OBJETIVO => Repita o trecho que vai da linha que contém "Objective — for every instance of the bicycle rear" até a linha que contém "Target: bicycle rear wheel", incluindo as duas. Substitua "rear wheel" por "front wheel" e deixe todo o resto como está.

DADOS EXTRAÍDOS =>
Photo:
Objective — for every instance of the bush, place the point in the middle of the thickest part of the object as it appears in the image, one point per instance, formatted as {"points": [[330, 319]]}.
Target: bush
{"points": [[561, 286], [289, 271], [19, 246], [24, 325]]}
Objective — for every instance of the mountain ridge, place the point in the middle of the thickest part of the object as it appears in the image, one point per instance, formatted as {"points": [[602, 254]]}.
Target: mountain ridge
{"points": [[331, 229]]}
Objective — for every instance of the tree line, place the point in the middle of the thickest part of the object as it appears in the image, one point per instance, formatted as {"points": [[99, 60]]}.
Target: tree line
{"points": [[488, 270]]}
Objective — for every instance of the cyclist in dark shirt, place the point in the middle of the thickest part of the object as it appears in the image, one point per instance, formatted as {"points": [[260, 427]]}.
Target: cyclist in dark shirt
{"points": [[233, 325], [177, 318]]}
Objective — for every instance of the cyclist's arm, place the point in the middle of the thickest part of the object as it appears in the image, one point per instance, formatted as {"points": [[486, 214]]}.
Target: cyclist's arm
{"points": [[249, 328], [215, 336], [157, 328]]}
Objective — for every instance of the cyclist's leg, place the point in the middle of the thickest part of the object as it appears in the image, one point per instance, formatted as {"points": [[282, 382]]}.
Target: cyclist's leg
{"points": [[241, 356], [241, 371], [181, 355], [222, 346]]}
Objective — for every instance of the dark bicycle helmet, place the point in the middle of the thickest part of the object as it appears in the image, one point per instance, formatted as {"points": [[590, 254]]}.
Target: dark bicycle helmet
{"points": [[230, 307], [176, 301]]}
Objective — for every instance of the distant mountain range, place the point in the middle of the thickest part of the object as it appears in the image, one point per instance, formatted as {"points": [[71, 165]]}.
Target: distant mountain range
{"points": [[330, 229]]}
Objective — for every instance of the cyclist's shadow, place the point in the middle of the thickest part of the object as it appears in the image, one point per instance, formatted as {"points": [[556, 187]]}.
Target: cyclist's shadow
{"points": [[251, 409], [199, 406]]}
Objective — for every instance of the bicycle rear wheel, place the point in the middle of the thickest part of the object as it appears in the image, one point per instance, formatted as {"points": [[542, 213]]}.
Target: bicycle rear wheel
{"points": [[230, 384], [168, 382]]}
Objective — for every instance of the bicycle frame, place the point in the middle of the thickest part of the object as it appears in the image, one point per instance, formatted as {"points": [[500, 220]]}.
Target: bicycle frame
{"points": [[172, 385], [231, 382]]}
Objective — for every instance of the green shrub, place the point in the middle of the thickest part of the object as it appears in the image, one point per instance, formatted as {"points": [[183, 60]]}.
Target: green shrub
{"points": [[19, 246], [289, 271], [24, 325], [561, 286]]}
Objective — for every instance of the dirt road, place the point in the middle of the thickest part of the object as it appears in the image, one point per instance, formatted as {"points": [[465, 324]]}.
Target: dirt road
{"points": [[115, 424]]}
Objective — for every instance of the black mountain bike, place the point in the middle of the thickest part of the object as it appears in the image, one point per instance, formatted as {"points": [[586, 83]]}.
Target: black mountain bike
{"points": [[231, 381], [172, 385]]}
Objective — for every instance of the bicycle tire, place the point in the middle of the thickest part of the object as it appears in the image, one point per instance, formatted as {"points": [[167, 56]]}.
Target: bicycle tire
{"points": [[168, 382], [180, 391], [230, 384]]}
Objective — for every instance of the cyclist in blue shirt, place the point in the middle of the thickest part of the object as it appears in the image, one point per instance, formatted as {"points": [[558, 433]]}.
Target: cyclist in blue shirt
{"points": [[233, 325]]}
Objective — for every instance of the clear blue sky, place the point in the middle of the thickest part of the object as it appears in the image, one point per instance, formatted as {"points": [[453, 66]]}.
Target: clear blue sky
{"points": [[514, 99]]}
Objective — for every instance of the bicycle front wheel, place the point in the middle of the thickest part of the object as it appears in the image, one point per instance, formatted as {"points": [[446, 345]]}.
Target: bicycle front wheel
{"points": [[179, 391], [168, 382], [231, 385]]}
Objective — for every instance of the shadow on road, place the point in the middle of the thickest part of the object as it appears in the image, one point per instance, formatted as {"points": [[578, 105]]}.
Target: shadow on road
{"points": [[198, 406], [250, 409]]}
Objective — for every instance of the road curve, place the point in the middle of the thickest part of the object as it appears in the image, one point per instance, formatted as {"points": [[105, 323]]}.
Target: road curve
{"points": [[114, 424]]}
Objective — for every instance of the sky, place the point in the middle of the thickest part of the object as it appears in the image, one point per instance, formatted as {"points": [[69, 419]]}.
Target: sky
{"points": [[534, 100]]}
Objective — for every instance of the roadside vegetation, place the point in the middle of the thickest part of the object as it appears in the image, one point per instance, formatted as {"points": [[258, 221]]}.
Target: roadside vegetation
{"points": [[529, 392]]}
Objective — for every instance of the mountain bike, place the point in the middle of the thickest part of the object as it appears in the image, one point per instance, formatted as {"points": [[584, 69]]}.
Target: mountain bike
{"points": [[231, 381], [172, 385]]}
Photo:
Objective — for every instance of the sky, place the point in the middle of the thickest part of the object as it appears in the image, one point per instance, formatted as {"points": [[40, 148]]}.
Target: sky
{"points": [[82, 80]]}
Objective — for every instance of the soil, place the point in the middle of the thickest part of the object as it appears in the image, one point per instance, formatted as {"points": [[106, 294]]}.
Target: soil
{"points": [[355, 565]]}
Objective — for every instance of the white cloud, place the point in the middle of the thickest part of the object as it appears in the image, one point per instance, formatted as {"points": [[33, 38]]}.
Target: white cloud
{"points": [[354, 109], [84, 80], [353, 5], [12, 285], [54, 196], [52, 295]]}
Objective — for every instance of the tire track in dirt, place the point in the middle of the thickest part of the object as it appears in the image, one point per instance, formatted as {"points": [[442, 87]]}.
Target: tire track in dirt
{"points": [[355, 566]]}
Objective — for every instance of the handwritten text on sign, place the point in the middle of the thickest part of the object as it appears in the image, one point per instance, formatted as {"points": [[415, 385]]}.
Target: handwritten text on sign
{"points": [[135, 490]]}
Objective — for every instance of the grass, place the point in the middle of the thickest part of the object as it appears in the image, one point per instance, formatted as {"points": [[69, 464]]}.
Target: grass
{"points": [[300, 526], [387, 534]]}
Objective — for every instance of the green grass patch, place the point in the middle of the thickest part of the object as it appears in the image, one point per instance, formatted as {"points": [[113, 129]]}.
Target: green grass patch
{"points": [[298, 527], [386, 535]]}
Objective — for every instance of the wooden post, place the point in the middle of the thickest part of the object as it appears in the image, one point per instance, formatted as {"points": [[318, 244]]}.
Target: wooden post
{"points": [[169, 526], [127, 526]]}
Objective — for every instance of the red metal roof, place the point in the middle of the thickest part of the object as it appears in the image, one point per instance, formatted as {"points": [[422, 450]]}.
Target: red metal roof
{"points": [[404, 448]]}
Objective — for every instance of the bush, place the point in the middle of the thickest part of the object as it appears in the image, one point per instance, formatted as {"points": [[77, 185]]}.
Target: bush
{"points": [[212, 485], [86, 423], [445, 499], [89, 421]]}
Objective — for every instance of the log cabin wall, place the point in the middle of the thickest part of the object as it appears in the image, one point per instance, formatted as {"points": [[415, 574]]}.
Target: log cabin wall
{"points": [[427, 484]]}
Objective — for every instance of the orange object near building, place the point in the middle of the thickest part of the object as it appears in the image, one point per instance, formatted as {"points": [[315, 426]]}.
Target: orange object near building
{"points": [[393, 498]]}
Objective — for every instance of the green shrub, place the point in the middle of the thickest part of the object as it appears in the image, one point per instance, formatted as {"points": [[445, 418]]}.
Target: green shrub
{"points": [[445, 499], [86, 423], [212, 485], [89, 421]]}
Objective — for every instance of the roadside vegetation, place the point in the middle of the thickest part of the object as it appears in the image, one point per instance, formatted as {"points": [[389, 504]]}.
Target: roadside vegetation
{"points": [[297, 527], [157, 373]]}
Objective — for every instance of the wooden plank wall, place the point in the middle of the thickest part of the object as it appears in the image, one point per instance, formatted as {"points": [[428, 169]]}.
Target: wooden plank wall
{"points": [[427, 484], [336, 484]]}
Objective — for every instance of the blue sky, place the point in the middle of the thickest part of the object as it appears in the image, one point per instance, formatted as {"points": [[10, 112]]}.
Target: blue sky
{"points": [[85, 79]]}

RESPOSTA =>
Objective — for every instance of the bicycle front wheel, place the point in the middle of the thickest part of the object as it appears in the image, one point per instance, formatted as {"points": [[542, 213]]}.
Target: bicycle front wheel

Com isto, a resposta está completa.